---------- EXTRACTED TEXT ----------

Pfizer from Poland directed to young super spreaders
People aged 20-39, who were identified by the Doherty Institute modelling as super spreaders of COVID, will be targeted for the one million Pfizer doses the Morrison government has purchased from Poland.
Of these, 530,000 doses will be sent urgently to a dozen Sydney local government areas, where the outbreak remains out of control. They will start being administered in state clinics this week, Scott Morrison said.
He said the allocation to NSW “will give everyone aged 20 to 39 years in the 12 LGAs the opportunity to be vaccinated”.
The Doherty modelling said: “As supply allows, extending vaccinations for adults under 40 years offers the greatest potential to reduce transmission now that a high proportion of vulnerable Australians are vaccinated”.
When the modelling was recently released Professor Jodie McVernon, Director of Epidemiology at the Doherty Institute, said the 20 to 39 year olds were “the peak spreaders” of the virus.
“They will bring COVID home to their children, they will take it home to their own parents, and this is the group now where we’re proposing the reorientation of the strategy,” she said.
In the heartland of the Sydney outbreak many of this age group are necessarily mobile because they are in essential jobs and unable to work from home.
Sunday saw 415 new locally acquired NSW cases announced and four deaths. Late Saturday the state government locked down the whole of regional NSW. Victoria recorded 25 new cases and the ACT two, in Sunday’s announcements.
NSW Premier Gladys Berejiklian said:“The experience of Delta is that no other jurisdiction has been able to eliminate it. It’s not possible to eliminate it completely. We have to learn to live with it. But the best chance we have to live with it freely and safely is to get the case numbers down as low as possible.”
A particular concern is the spread of the disease into regional areas of NSW where there are vulnerable Indigenous populations.
The Pfizer doses from Poland were set to begin landing in Australia on Sunday night.

----------

* REQUIRED TASKS *
1 – Using the article on the Pfizer doses from Poland, answer the following:
(a) How many of the doses will be sent to the Sydney local government areas?
(b) How many new locally acquired NSW cases were announced on Sunday?
(c) What position does Professor Jodie McVernon hold at the Doherty Institute?
2 – From the article on the Pfizer doses from Poland, extract the passage that begins at the words "Of these, 530,000" and stops after the words "of the virus.", copying it word for word.

---------- EXTRACTED DATA ----------

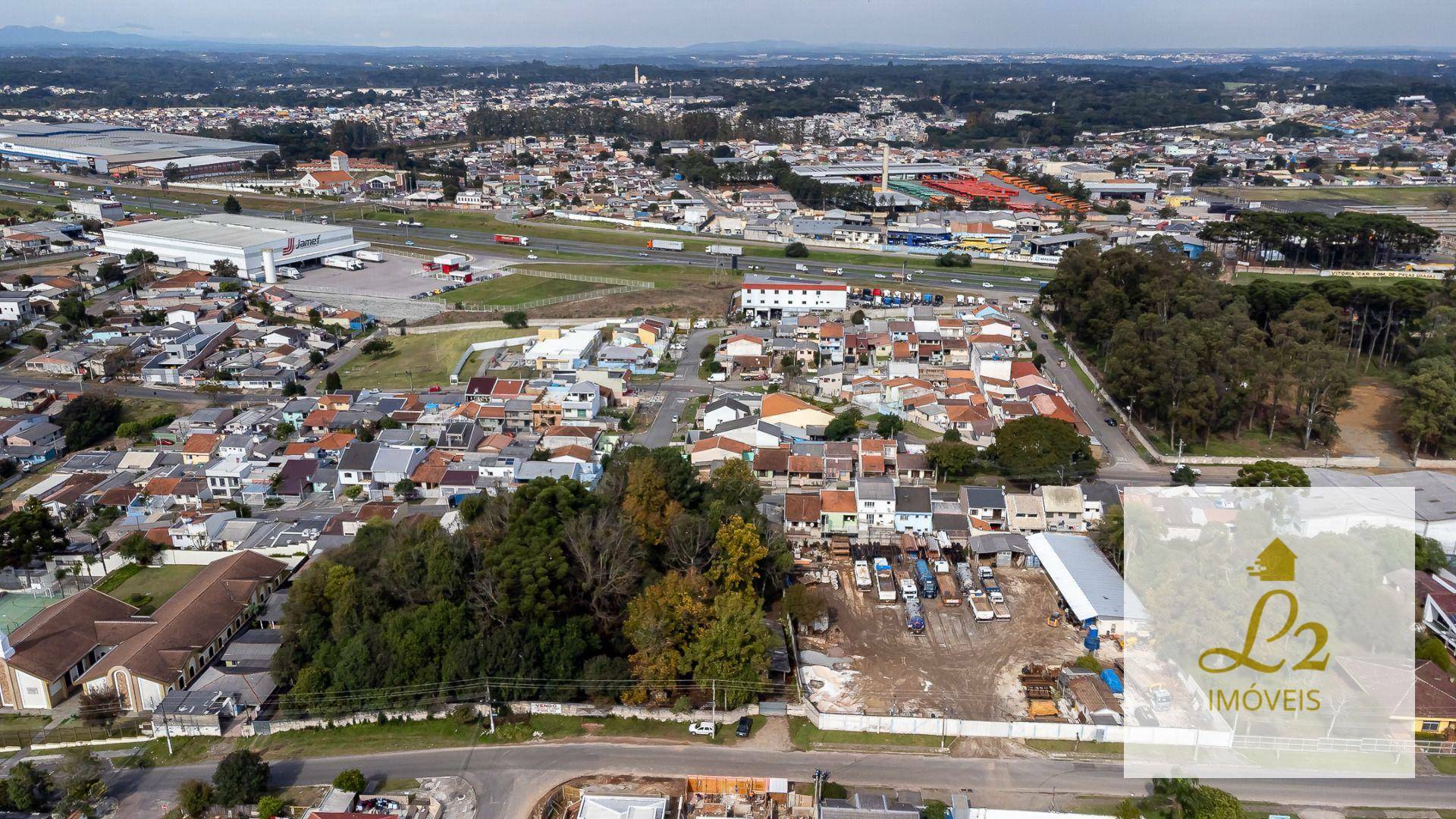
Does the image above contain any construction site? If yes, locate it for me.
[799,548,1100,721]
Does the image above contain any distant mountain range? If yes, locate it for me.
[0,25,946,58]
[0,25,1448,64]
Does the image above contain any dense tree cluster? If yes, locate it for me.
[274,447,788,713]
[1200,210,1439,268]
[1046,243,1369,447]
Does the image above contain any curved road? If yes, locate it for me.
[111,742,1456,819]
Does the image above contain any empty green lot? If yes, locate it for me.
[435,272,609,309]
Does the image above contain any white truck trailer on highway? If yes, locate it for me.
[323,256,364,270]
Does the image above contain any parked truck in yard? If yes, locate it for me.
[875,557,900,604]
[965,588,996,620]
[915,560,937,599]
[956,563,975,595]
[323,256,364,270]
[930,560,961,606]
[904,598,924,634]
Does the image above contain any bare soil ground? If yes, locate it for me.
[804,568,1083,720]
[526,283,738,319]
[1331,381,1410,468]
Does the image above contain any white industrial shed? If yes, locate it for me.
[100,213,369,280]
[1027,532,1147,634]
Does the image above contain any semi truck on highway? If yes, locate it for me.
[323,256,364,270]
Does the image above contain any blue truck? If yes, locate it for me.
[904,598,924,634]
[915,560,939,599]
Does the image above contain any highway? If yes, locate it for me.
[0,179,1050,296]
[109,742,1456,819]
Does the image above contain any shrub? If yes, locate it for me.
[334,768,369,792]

----------

* RESULTS FOR EACH TASK *
1 –
(a) 530,000 doses
(b) 415
(c) Director of Epidemiology

2 –
Of these, 530,000 doses will be sent urgently to a dozen Sydney local government areas, where the outbreak remains out of control. They will start being administered in state clinics this week, Scott Morrison said.
He said the allocation to NSW “will give everyone aged 20 to 39 years in the 12 LGAs the opportunity to be vaccinated”.
The Doherty modelling said: “As supply allows, extending vaccinations for adults under 40 years offers the greatest potential to reduce transmission now that a high proportion of vulnerable Australians are vaccinated”.
When the modelling was recently released Professor Jodie McVernon, Director of Epidemiology at the Doherty Institute, said the 20 to 39 year olds were “the peak spreaders” of the virus.